Reproduce only the material from the line containing "the rocky outcrop" down to the line containing "[[411, 198]]", both included, keeping the requests unchanged and offsetting every coordinate in the answers by adding 88 to it.

* * *

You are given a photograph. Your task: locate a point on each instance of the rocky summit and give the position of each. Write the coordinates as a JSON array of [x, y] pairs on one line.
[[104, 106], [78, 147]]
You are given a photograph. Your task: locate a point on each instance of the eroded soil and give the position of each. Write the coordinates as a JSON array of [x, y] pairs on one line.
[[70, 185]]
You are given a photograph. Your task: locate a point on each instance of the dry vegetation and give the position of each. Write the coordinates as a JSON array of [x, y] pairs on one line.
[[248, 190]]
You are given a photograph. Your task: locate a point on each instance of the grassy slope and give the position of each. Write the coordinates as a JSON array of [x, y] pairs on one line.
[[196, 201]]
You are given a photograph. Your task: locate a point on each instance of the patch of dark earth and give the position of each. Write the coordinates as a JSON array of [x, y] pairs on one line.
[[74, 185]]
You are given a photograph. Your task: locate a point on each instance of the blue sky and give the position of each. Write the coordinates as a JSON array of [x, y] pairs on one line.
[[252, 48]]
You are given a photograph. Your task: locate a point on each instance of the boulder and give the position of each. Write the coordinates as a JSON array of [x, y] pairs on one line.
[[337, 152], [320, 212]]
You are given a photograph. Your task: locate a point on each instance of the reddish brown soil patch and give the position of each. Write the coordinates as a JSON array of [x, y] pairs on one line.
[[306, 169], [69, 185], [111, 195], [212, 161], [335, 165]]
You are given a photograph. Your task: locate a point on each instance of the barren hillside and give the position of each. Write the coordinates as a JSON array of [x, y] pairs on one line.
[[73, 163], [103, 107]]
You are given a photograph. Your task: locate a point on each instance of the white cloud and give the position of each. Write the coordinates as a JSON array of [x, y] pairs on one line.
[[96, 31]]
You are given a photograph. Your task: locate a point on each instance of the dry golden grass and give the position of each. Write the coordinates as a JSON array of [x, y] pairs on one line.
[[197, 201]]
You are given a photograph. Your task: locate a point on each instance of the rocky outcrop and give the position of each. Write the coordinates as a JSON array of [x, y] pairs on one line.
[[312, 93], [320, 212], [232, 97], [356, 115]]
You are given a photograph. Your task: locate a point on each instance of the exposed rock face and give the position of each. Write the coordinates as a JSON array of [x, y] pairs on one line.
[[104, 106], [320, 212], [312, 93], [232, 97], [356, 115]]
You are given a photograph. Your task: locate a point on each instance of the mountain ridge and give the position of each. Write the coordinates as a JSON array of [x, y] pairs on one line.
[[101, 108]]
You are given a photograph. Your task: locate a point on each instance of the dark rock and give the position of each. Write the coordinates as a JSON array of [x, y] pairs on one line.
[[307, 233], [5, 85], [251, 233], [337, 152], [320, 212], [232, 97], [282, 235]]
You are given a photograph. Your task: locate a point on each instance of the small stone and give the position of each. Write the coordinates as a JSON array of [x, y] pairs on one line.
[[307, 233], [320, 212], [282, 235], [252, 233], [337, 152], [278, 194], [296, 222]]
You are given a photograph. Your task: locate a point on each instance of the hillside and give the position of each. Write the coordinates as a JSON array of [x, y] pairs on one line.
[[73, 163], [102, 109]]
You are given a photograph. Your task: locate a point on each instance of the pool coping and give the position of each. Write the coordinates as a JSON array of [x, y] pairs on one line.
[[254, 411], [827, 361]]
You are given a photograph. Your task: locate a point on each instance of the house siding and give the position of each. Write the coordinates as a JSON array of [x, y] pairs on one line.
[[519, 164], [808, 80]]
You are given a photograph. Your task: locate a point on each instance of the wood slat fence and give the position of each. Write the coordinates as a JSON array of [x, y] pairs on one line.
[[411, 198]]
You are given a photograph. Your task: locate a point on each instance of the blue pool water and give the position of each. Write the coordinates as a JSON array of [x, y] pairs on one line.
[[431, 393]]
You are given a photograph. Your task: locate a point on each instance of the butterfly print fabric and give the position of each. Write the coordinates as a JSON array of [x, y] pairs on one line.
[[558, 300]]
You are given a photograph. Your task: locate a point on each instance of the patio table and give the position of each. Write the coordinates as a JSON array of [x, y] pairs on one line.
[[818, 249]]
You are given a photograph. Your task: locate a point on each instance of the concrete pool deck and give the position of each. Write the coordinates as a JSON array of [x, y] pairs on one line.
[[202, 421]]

* * *

Exercise output »
You are given a photograph. Your task: locate a point on each instance of the rocky outcrop and give the position of each. Write the coordinates as a JSON array of [x, y] pairs on one line.
[[400, 181], [408, 300], [320, 185], [444, 203]]
You are given a photograph. Your task: locate a point on each instance of the exposed rock face and give the position of each. Write the coordinates as a JSON array of [x, y] pairs on one line.
[[192, 194], [408, 300], [400, 181], [320, 185], [444, 203]]
You are given a photograph. Your task: locate a point on each instance of the mountain ridge and give the position of each. Write the coordinates as a JSON array of [x, y] pairs on one line.
[[189, 196]]
You are given a photograph. Your task: locate a point on each instance of the dark rock and give the position of each. Write the coordinates as a JSON array of [x, y] pairs on one line.
[[395, 321], [93, 173], [339, 321], [425, 240], [408, 300], [320, 185], [370, 323]]
You are given a photograph. Your task: locate a point on each instance of the small stone and give the position of each. Write the coordinates as a JSON array of [x, y] pairs on one line.
[[395, 321], [408, 300], [370, 323], [340, 321], [425, 240], [366, 282], [384, 310]]
You are given a photograph. Your task: locate a point on each instance of the hillside and give the position of each. Write the coordinates as a JSON array of [x, y] pairs on one line.
[[161, 251], [190, 197]]
You are given a photograph. Your task: locate a point on each instance of the pool coping and give the position of each. Write the coordinates as a JSON array of [x, y] pairs on one line.
[[342, 499], [915, 449]]
You are given a photograph. Your task: locate a point on each instance of the house siding and give the position of each. Write the coordinates as a JSON array of [x, y] pairs on one line.
[[607, 252], [896, 168]]
You are given a photograph. Your task: locate a point on each instance of the wood slat fence and give the position of each. Write the coordinates as a JSON array of [x, y] pairs on one line.
[[499, 286]]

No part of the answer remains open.